**Exercise aim:**
Print every one of the records below character for character, changing nothing.

**Rows:**
....................

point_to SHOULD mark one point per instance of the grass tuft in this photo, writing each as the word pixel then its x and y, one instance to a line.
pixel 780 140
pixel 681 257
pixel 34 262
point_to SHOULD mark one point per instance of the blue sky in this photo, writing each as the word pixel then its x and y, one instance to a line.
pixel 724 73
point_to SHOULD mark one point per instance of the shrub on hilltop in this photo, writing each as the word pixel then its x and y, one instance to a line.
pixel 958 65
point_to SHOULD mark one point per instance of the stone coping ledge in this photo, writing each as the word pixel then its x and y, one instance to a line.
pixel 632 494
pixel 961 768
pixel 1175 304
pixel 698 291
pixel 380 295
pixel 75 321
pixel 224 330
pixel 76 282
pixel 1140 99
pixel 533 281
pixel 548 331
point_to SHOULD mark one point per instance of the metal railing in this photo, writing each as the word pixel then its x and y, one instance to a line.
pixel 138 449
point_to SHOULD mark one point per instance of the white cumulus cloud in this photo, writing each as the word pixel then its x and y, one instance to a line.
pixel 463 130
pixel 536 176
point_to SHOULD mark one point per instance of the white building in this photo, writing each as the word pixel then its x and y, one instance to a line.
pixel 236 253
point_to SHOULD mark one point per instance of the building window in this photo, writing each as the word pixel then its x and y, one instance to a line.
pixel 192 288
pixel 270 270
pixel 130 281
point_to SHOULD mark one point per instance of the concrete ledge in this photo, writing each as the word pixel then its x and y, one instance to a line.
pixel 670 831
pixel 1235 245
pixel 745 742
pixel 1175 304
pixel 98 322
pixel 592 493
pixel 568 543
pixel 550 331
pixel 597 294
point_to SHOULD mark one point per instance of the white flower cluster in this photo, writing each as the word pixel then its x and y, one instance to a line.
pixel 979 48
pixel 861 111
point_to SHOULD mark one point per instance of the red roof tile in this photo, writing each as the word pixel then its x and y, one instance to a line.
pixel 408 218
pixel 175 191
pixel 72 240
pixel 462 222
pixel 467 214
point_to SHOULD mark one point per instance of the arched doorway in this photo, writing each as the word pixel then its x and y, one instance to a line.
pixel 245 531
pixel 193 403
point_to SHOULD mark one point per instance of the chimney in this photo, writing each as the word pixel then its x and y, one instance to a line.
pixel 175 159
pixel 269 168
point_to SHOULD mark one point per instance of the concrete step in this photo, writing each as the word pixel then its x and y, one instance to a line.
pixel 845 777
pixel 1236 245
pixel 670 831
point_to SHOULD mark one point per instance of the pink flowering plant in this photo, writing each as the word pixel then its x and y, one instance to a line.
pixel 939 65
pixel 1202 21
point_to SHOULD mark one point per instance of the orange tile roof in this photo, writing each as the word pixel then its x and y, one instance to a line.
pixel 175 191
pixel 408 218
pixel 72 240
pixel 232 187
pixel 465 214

....................

**Final result:**
point_to SHOULD mark one point per instance of the grass tuft in this photo, writing each as the word pixel then its x and y, one instance to a line.
pixel 780 140
pixel 681 257
pixel 34 262
point_to SHOULD mark one point per instance of the blue sky in this photo, writing each as the word pixel then its x and y, one instance to a line.
pixel 724 73
point_to SHOULD mark one point per instance of the shrub on hilltop in this photo, writing each as the word pixel then its x and y, one instance to a line.
pixel 958 65
point_to SHOULD mark one point per instance of the stone coping ledge in this photo, writing each as the word pixel then its x and y, one instance to a line.
pixel 632 494
pixel 961 768
pixel 1175 304
pixel 698 291
pixel 380 295
pixel 75 321
pixel 224 330
pixel 76 282
pixel 1140 99
pixel 533 281
pixel 548 331
point_to SHOULD mark one point per instance of the metal railing in this photo, writing each as the word pixel then its x and y, one instance to a line.
pixel 138 449
point_to SHOULD mark one point per instance of the white cumulus cloud in this photo, writing each as the word pixel then its x and y, one instance to a line.
pixel 463 130
pixel 536 176
point_to SHOULD mark one point per instance of the white building in this photo, writing each as the word pixel then its x and y, one instance to a line.
pixel 236 253
point_to SHOULD mark one point per instance of the building window in this photo, writing each as the word pixel then its x and y, one instance to a line.
pixel 192 288
pixel 270 270
pixel 130 281
point_to SHOULD mark one point per instance of the concrete ledge in this photo, writing each as the word pixel then its x and y, one instance to a line.
pixel 670 831
pixel 1235 245
pixel 745 742
pixel 1175 304
pixel 98 322
pixel 592 493
pixel 568 543
pixel 550 331
pixel 597 294
point_to SHOULD mark one point per instance of the white flower cluster in this photo, writing each as the word pixel then its x and y, one instance to a line.
pixel 979 48
pixel 861 111
point_to SHOULD mark one point per instance of the red roof tile in this photo, writing each as the word pixel then its x and y, one instance to a line.
pixel 408 218
pixel 175 191
pixel 72 240
pixel 462 222
pixel 467 214
point_to SHOULD mark one point per instance of the arched doorway in this photo, writing each as the word pixel then its x and y, one instance to a line.
pixel 245 531
pixel 193 403
point_to SHOULD mark one point per instance of the chimney in this photo, writing each as the word pixel then its x and y, one instance to a line.
pixel 175 159
pixel 269 168
point_to SHOULD mark one point per instance of the concrete step in this photo, writing each as the word pixel then its x and y, one instance to a line.
pixel 845 777
pixel 1236 245
pixel 670 831
point_to SHOULD mark one point per instance of the pink flowering plant in this photo, writing each as the word pixel then its x and y, one instance to a line.
pixel 939 65
pixel 1202 21
point_to SHOULD mark one point per instance of the orange tile roof in this photo, writing each as the word pixel then its x and y, one instance to a line.
pixel 175 191
pixel 408 218
pixel 72 240
pixel 232 187
pixel 465 214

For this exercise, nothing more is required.